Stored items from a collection
▬▬▬▬▬▬▬▬▬▬
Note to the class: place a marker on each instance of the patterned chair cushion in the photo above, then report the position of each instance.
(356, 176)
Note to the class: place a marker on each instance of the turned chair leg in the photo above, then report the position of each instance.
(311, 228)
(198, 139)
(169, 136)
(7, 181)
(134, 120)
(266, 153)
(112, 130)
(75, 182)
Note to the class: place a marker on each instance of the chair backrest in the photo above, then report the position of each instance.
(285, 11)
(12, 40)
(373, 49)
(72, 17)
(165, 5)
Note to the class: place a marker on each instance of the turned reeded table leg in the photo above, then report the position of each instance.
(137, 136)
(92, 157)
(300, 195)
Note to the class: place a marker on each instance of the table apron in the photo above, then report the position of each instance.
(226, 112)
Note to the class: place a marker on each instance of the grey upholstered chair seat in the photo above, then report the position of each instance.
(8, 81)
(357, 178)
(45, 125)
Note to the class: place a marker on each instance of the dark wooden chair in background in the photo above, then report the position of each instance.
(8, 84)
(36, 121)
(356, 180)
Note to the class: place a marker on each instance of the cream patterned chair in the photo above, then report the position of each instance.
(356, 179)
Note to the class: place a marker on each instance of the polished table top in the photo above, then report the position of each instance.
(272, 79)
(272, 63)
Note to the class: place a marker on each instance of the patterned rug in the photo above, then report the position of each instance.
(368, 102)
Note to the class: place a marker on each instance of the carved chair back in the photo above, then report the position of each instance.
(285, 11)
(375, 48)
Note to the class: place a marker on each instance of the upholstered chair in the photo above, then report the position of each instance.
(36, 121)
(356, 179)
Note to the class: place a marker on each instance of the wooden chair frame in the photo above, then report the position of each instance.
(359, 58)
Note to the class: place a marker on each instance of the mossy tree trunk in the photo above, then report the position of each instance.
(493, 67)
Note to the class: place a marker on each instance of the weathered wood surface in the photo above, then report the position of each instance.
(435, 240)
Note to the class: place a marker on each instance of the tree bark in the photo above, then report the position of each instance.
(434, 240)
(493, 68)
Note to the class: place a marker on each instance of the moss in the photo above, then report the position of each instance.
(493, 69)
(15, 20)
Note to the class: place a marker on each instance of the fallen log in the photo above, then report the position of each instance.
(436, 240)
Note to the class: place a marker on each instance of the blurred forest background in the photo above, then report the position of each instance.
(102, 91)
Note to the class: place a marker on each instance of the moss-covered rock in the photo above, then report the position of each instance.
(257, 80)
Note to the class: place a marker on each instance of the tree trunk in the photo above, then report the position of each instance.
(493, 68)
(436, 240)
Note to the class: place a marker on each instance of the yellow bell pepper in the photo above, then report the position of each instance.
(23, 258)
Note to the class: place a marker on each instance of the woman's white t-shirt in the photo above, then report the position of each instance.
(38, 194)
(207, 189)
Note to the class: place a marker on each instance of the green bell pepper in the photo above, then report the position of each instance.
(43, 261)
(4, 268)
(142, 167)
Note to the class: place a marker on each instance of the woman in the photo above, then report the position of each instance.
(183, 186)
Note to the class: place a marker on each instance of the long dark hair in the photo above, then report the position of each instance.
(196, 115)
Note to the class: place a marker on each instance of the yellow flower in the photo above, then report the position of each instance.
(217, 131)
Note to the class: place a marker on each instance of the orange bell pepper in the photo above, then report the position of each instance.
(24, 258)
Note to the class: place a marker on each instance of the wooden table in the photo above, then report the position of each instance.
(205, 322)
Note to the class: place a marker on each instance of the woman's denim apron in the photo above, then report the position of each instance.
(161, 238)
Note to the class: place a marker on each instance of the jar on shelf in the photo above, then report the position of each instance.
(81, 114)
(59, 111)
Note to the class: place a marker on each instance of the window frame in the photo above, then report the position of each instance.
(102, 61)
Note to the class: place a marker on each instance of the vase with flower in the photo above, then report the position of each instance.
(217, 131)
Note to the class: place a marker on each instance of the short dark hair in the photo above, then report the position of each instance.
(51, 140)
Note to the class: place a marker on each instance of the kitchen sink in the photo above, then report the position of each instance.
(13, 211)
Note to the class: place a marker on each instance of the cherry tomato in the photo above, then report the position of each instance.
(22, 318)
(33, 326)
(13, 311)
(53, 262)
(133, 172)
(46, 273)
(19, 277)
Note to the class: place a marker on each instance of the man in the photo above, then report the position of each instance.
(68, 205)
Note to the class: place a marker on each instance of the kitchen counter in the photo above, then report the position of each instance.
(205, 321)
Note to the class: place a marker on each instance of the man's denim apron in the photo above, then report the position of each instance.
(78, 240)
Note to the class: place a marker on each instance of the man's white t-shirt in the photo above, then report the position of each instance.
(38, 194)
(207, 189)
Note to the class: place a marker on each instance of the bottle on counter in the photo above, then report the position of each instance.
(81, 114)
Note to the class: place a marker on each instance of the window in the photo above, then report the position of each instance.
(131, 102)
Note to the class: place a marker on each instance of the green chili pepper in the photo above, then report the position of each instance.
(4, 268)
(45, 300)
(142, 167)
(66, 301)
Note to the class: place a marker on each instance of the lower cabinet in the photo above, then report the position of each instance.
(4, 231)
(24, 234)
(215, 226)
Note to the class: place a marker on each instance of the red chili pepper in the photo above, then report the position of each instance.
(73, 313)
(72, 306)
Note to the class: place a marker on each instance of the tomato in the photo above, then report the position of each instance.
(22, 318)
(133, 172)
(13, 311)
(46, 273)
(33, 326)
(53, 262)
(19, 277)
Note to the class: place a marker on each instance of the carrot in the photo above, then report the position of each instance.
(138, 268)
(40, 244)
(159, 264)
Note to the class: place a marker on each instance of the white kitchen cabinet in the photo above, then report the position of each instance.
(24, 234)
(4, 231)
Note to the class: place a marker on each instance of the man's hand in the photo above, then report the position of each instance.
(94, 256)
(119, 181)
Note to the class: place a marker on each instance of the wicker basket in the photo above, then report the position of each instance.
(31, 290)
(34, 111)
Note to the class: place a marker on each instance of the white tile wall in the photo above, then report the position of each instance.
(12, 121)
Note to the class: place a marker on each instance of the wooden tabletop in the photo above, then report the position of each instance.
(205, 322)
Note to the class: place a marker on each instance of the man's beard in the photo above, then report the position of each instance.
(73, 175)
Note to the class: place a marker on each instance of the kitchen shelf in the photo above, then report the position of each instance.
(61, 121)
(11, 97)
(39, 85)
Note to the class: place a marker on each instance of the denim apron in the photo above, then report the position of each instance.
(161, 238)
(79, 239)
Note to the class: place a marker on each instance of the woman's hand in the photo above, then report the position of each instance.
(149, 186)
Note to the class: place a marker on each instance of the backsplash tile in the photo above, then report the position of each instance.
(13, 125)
▬▬▬▬▬▬▬▬▬▬
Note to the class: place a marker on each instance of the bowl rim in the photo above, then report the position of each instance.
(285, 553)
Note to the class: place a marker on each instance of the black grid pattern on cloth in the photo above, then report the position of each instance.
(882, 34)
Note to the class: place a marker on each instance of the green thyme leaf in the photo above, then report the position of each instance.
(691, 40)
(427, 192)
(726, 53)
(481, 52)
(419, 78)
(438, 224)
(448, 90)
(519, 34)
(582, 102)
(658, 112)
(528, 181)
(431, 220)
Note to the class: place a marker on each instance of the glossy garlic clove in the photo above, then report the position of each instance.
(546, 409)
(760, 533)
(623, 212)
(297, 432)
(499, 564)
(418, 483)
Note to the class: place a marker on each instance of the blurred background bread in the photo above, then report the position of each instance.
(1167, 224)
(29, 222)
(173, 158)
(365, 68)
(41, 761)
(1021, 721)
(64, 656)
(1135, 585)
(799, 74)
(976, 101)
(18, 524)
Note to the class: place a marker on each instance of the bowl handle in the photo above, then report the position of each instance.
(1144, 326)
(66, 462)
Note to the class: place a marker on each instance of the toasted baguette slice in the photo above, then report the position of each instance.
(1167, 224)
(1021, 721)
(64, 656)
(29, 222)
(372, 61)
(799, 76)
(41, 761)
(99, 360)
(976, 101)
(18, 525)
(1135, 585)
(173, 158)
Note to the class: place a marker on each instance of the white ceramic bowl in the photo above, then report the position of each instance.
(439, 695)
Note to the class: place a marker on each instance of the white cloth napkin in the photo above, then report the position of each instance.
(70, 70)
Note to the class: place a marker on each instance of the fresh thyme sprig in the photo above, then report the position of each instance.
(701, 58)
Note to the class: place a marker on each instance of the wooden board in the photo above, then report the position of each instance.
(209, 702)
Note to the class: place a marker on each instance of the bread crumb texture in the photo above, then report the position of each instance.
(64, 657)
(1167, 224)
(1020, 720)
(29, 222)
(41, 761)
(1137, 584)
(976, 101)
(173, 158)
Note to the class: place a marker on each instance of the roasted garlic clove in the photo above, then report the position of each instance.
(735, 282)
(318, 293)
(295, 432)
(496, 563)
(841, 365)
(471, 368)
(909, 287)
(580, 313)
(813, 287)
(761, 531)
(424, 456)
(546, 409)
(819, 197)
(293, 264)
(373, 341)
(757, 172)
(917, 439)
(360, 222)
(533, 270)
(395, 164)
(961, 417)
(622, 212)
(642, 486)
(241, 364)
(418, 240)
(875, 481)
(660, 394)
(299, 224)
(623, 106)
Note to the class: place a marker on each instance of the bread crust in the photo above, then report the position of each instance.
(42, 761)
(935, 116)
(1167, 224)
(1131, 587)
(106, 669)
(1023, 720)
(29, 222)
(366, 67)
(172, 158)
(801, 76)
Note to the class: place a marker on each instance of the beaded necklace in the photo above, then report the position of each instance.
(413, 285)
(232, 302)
▬▬▬▬▬▬▬▬▬▬
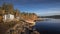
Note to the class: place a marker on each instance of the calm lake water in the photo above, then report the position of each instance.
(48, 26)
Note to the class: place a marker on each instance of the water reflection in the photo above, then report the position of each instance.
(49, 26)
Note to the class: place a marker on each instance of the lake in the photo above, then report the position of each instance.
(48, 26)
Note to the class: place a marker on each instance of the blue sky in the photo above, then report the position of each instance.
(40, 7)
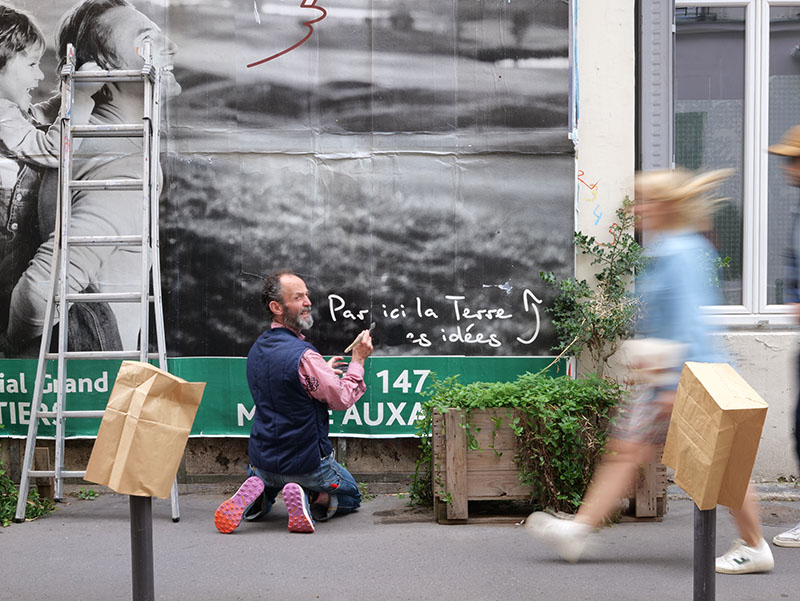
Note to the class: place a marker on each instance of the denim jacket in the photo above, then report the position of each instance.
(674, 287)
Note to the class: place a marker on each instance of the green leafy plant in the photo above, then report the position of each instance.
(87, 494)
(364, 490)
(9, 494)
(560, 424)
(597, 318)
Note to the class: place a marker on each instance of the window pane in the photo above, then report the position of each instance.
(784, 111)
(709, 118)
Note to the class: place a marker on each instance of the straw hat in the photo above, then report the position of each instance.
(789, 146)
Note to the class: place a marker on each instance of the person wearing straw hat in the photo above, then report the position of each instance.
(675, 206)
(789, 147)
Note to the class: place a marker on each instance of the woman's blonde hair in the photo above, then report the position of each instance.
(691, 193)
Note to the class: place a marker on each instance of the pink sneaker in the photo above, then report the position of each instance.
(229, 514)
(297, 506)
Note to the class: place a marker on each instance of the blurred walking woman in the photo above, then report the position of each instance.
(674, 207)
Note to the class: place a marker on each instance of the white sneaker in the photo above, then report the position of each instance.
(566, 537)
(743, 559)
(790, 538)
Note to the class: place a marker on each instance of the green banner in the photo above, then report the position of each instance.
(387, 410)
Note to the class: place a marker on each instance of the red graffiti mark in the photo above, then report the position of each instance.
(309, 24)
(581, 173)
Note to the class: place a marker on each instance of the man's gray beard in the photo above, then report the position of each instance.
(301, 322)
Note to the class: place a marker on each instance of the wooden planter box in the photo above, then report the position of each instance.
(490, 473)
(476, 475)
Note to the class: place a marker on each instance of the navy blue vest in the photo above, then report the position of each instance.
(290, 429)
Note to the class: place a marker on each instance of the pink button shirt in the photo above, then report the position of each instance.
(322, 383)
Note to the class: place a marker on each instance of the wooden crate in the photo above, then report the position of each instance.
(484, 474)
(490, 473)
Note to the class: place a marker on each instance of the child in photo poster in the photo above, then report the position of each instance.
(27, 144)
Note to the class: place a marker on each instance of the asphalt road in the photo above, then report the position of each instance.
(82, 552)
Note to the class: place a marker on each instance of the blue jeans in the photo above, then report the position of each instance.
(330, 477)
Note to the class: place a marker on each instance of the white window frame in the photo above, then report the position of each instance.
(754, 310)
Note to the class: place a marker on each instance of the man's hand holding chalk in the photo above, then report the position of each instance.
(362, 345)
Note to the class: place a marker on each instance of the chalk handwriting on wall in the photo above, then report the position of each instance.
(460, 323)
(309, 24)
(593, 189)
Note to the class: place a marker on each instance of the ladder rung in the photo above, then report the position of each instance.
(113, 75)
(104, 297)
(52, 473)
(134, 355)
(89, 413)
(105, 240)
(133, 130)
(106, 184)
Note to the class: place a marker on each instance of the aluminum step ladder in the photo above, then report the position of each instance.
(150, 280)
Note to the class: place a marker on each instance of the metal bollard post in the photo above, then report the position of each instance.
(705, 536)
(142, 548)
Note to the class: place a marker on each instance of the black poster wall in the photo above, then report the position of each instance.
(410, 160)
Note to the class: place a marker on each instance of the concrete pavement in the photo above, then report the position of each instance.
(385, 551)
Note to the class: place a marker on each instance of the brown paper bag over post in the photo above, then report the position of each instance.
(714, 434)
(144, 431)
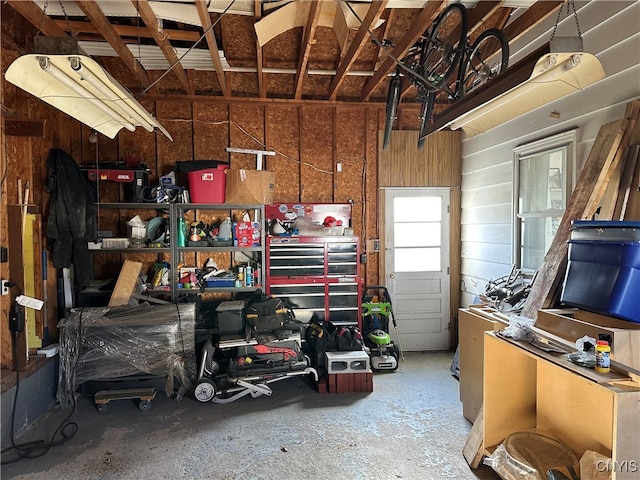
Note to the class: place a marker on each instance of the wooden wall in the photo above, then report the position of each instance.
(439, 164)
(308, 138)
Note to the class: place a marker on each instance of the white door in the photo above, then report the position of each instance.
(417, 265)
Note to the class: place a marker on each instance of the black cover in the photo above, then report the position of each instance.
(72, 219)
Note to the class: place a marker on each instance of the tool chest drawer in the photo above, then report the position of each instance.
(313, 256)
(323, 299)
▬▬▬▬▬▬▬▬▬▬
How many lines of the material above contain the word "counter"? Give only the number.

| FULL OUTPUT |
2